** begin Text shown **

I don't like VAL. (But note I don't really like that double underscore
either.) I'll go with
#define EXC_RET_FRAMETYPE 0x00000010
#define EXC_RET_FRAMETYPE_BASIC 0x00000010
in the next iteration. So no suffix means it's a mask and with a suffix
it's the corresponding value. Sounds better?
> >+
> >+#define EXC_RET_HANDLERMODE_MAINSTACK \
> >+ (EXC_RET_SBOP | EXC_RET_FRAMETYPE__BASIC | EXC_RET_MODE__HANDLER | EXC_RET_STACK__MAIN)
> >+#define EXC_RET_THREADMODE_MAINSTACK \
> >+ (EXC_RET_SBOP | EXC_RET_FRAMETYPE__BASIC | EXC_RET_MODE__THREAD | EXC_RET_STACK__MAIN)
>
> Do we ever use these two? I can't find any places where we do in
> uwe/efm32. If not, I think perhaps this is a bit over-engineered...
> If you plan to extend the kernel port in the future to use the extra
> modes, by all means keep them in, but couldn't we just define
> EXC_RET_THREADMODE_PROCESSSTACK? (or even call it
> EXC_RET_THREAD_PROCESS?)
I'd really like to see kernel threads run in priviledged thread mode.
But don't know if we'll come to that point. Dropping them is fine for
now because readding them later when (and if) they are needed won't
create much churn I guess.
> ...
> >--- a/arch/arm/kernel/head-nommu.S
> >+++ b/arch/arm/kernel/head-nommu.S
> >@@ -19,6 +19,7 @@
> > #include <asm/asm-offsets.h>
> > #include <asm/cp15.h>
> > #include <asm/thread_info.h>
> >+#include <asm/v7m.h>
> >
> > /*
> > * Kernel startup entry point.

** end Text shown **
** begin Entries provided **

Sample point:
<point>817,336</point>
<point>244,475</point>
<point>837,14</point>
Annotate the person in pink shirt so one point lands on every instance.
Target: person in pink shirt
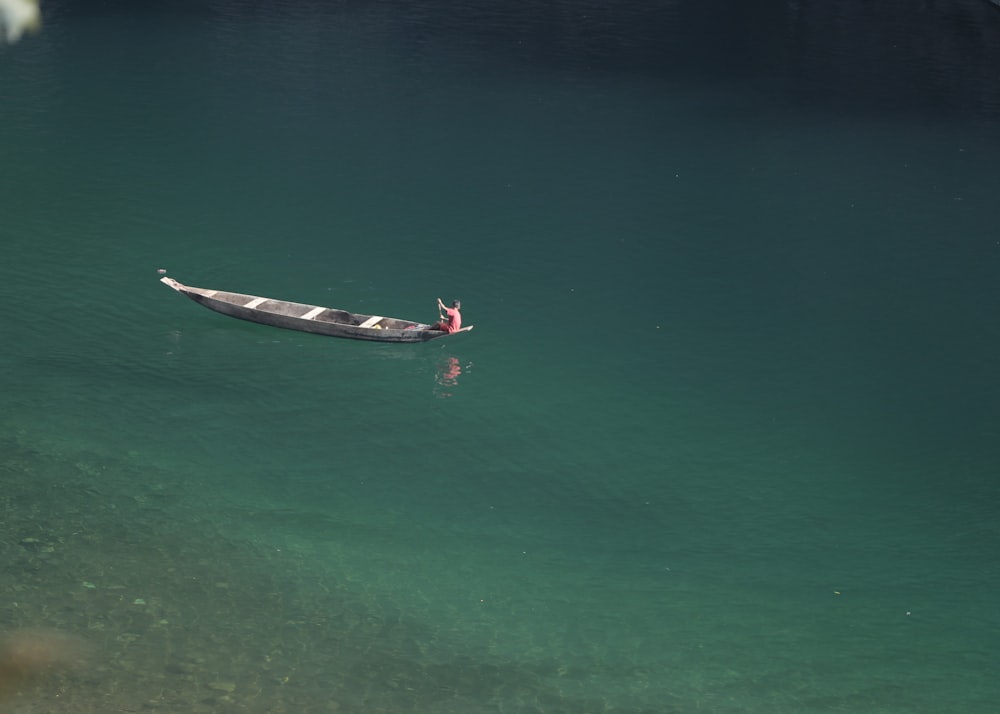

** end Entries provided **

## Written request 1:
Answer these questions about the kernel patch discussion:
(a) Which naming element does the author say "I don't like"?
(b) Under the author's proposed scheme, what does a name with no suffix denote?
(c) Which header does the patch add an include for in head-nommu.S?
## Written request 2:
Reproduce from the kernel patch discussion the passage starting with "But don't know" and going on through "churn I guess.".
## Written request 3:
Write the next part of the kernel patch discussion, picking up after its last line.
The rows are not needed for any of this work.

## Task answer 1:
(a) VAL
(b) A mask
(c) asm/v7m.h

## Task answer 2:
But don't know if we'll come to that point. Dropping them is fine for
now because readding them later when (and if) they are needed won't
create much churn I guess.

## Task answer 3:
> >@@ -50,10 +51,13 @@ ENTRY(stext)
> >
> > setmode PSR_F_BIT | PSR_I_BIT | SVC_MODE, r9 @ ensure svc mode
> > @ and irqs disabled
> >-#ifndef CONFIG_CPU_CP15
> >- ldr r9, =CONFIG_PROCESSOR_ID
> >-#else
> >+#if defined(CONFIG_CPU_CP15)
> > mrc p15, 0, r9, c0, c0 @ get processor id
> >+#elif defined(CONFIG_CPU_V7M)
> >+ ldr r9, =V7M_SCS_CPUID
>
> If you do choose to rename to CPUID_BASE then fix this up too :)
And if not, I don't :-)
> ...
> >--- a/arch/arm/kernel/traps.c
> >+++ b/arch/arm/kernel/traps.c
> >@@ -819,6 +819,7 @@ static void __init kuser_get_tls_init(unsigned long vectors)
> >
> > void __init early_trap_init(void *vectors_base)
> > {
> >+#ifndef CONFIG_CPU_V7M
>
> I think a comment would be nice, just so as not to scare people who
> expect us to need to copy the vector table somewhere.
>
> /* V7M allows us to use the vector_table in the kernel image */
>
> Or similar.
good idea
> ...
> >+__v7m_setup:
> >+ @ Configure the vector table base address
> >+ ldr r0, =V7M_SCS_VTOR @ vector table base address
> >+ ldr r12, =vector_table
> >+ str r12, [r0]
> >+
> >+ @ enable UsageFault, BusFault and MemManage fault.
> >+ ldr r5, [r0, #(V7M_SCS_SHCSR - V7M_SCS_VTOR)]
> >+ orr r5, #(V7M_SCS_SHCSR_USGFAULTENA | V7M_SCS_SHCSR_BUSFAULTENA | V7M_SCS_SHCSR_MEMFAULTENA)
> >+ str r5, [r0, #(V7M_SCS_SHCSR - V7M_SCS_VTOR)]
>
> This looks weird and is confusing - it makes it seem like there is
> some relationship between SCS_SHCSR and SCS_VTOR, which there isn't
> at all - the only link is that we just loaded SCS_VTOR in to r0 and
> now we want V7M_SCS_SHCSR - right?
>
> Why not do the "ldr r0, =V7M_SCS_SHCS"? Is it to save the one
> instruction? Or save an entry in the literal pool?
>
> I don't think for a single instruction/word it is worth the
> confusing way of writing it...
>
> But then, perhaps I'm missing something?
I think you don't. As this isn't a hot path the few more bytes probably
don't harm.
> ...
> >+ @ Configure the System Control Register
>
> Can we be a bit more specific here?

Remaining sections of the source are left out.